È il 1966 e ci troviamo a Birmingham. Per la precisione, è il Villa Park lo Stadio che ospita l’incontro mondiale tra Brasile e Portogallo, una sorta di derby (a sfondo coloniale).
Il Brasile è alla ricerca del terzo successo mondiale di fila, ma il calcio, in quattro anni, è mutato molto rapidamente. Più rapidamente delle intuizioni di Carlos Alberto Torres, indomito difensore verdeoro e leggenda della nazionale, che afferma: «Non è nella natura di noi brasiliani metterla sul piano fisico. Contro il Portogallo ci guardavamo l’un l’altro, come spaesati. Non era solo una questione di velocità, ma di tenuta fisica».
Il Portogallo elimina il Brasile in una delle competizioni mondiali più apparecchiate della storia, che vedrà infine la Regina d’Inghilterra sorridere insieme a Bobby Moore e compagni, per il primo e unico successo in Coppa del Mondo degli inventori del football.

## Estratto dei dati
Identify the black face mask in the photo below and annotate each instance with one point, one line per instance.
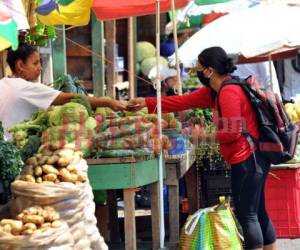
(204, 80)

## Il problema
Continua il brano sulla partita tra Brasile e Portogallo del 1966 dal punto in cui si interrompe. I dati provengono da una fonte diversa da quella del brano.

## Risultato finale
Un vecchio adagio recita che sì, gli inglesi il calcio l’hanno inventato, ma è il Brasile la nazione che sa interpretarlo nella maniera più spettacolare ed efficace di tutti. Così, Torres e compagni, dopo quell’eliminazione, si rimboccano le maniche in vista di un mondiale ad alta quota, quello appunto di Messico 1970.
Verso il mondiale messicano
Nel frattempo, però, un altro problema incombe sulla nazionale verdeoro. È la scelta dell’allenatore. Dopo un valzer di nomi, dimissioni ed esoneri, la guida della nazionale viene affidata a João Saldanha. La sua esperienza come allenatore è ridotta. Saldanha è prima di tutto un ottimo giornalista. I successi nel girone di qualificazione, tuttavia, attirano la simpatia del popolo. Risolta la prima incombenza si prosegue e tutto sembra filare liscio, almeno fino al nuovo grattacapo, la questione del rapporto con Pelé: a detta di Saldanha, O Rey ha problemi di vista che dovrebbero fermarlo dal giocare il mondiale.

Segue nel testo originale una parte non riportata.